Record set ->
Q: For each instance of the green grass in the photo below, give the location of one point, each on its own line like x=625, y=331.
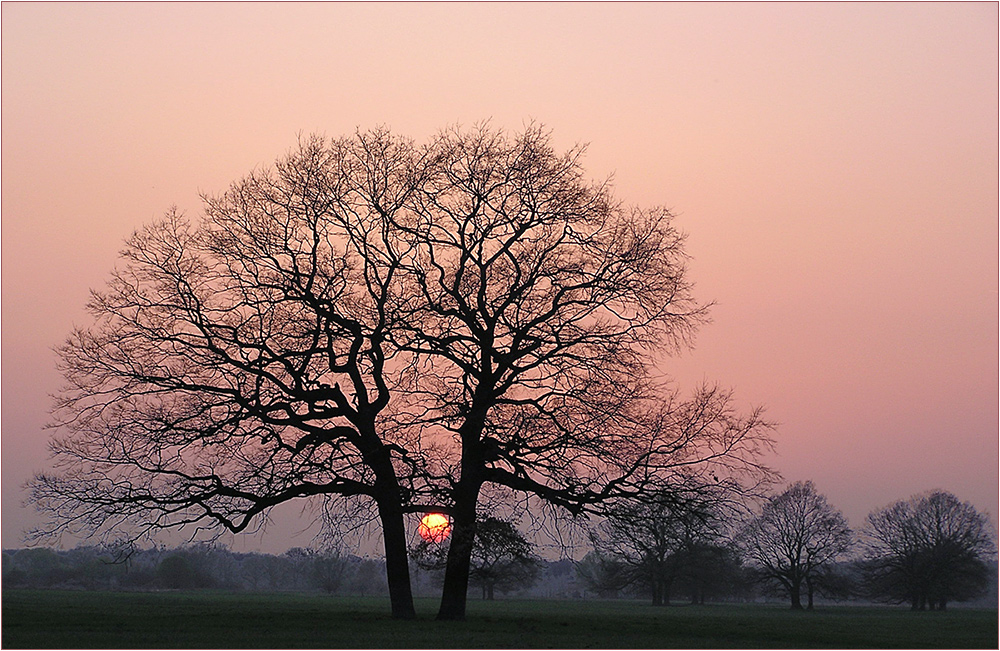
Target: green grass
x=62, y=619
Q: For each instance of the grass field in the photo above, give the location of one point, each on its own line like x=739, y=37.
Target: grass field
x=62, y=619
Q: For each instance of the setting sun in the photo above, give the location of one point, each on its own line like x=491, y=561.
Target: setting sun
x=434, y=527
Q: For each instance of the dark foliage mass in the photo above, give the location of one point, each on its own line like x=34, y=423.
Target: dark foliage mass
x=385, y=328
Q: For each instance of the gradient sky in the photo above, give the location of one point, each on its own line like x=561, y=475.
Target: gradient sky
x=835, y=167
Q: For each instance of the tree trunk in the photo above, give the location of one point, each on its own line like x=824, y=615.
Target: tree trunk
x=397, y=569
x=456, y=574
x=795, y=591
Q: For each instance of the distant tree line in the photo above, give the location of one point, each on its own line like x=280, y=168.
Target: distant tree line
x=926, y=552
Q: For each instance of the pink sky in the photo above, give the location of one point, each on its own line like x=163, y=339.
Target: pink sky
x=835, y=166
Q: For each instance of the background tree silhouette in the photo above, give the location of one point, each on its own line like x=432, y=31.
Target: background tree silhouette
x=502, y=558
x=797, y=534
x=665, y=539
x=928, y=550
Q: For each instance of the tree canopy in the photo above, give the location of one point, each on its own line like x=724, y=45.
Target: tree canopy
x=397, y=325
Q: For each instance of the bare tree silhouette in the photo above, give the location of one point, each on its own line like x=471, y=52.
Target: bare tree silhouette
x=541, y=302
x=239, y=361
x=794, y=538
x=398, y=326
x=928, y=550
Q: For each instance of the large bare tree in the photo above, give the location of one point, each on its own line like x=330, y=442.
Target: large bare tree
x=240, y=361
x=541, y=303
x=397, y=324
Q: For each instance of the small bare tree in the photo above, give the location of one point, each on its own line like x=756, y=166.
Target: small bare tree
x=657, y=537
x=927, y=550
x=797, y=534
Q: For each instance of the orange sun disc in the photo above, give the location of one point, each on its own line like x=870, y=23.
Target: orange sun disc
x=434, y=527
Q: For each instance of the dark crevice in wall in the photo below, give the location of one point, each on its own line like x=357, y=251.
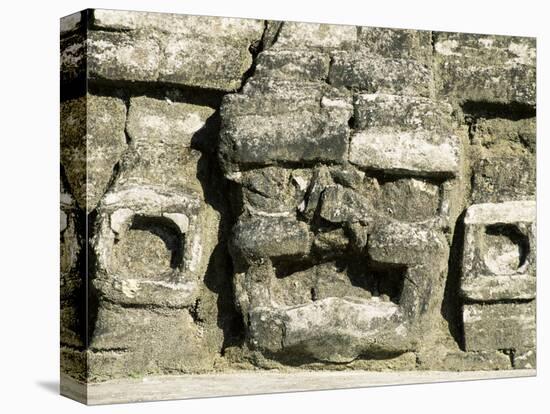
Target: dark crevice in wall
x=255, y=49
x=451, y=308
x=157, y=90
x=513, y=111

Problem to solve ->
The material should be returned verbatim, with all images omitted.

Task response ->
Q: For each instance of the green grass in the photo below, give the location of one point, each on its own line like x=625, y=331.
Target: green grass
x=62, y=619
Q: For each instance of the grass field in the photo above, give the location of one point, each on its own line like x=739, y=37.
Target: grass field
x=62, y=619
Q: For each instance of the setting sun in the photo above, give the location of one point, each on its own line like x=491, y=561.
Target: setting sun
x=434, y=527
Q: For each instance of the dark foliage mass in the photo above, give the location of one point, each on its own line like x=34, y=423.
Target: dark foliage mass
x=385, y=328
Q: For each instance of the gradient sky in the photo above, give the location of one point, each on its own line like x=561, y=475.
Target: gradient sky
x=835, y=167
Q: For each instance of the tree trunk in the photo above, give the location of one point, each on its own line like x=824, y=615.
Target: tree trunk
x=397, y=569
x=456, y=574
x=795, y=591
Q: For each instance of the distant tree line in the photo above, give the location of one point, each on its own line like x=280, y=168.
Target: distant tree line
x=926, y=552
Q: For each instance of the pink sky in the photo above, give the location of one point, each on its own line like x=163, y=339.
Target: pink sky
x=835, y=166
Q: For each instance of the background tree silhouette in the photo above, give the location of one point, each on its own line like x=432, y=31.
Target: background tree silhouette
x=502, y=558
x=797, y=534
x=665, y=539
x=928, y=550
Q: For each instance of the tree canopy in the photo above, give the location of one point, each on its own line like x=724, y=45.
Target: tree canopy
x=397, y=325
Q: For each instance of the bare tree silhouette in the photo above, give the location of one point, each on its own line like x=471, y=52.
Target: bare tree silhouette
x=541, y=302
x=239, y=361
x=794, y=538
x=398, y=326
x=928, y=550
Q: For each instance of the large bare tree in the photo above, give the location of one point, each on its own line like x=330, y=442.
Target: large bare tree
x=240, y=361
x=541, y=303
x=397, y=324
Q: For each instance of the small bare tree in the photo above, give the location of one point, each on its own line like x=756, y=166.
Target: small bare tree
x=657, y=537
x=927, y=550
x=797, y=534
Q: For each instance of the orange sun disc in the photo above, give the location of one point, each on its own line like x=870, y=23.
Target: orange sun disc
x=434, y=527
Q: For each instance of the dark crevice in wall in the photo below, give the location of one point, each on its own line like x=357, y=251.
Target: dark crevice in wall
x=255, y=49
x=451, y=308
x=157, y=90
x=513, y=111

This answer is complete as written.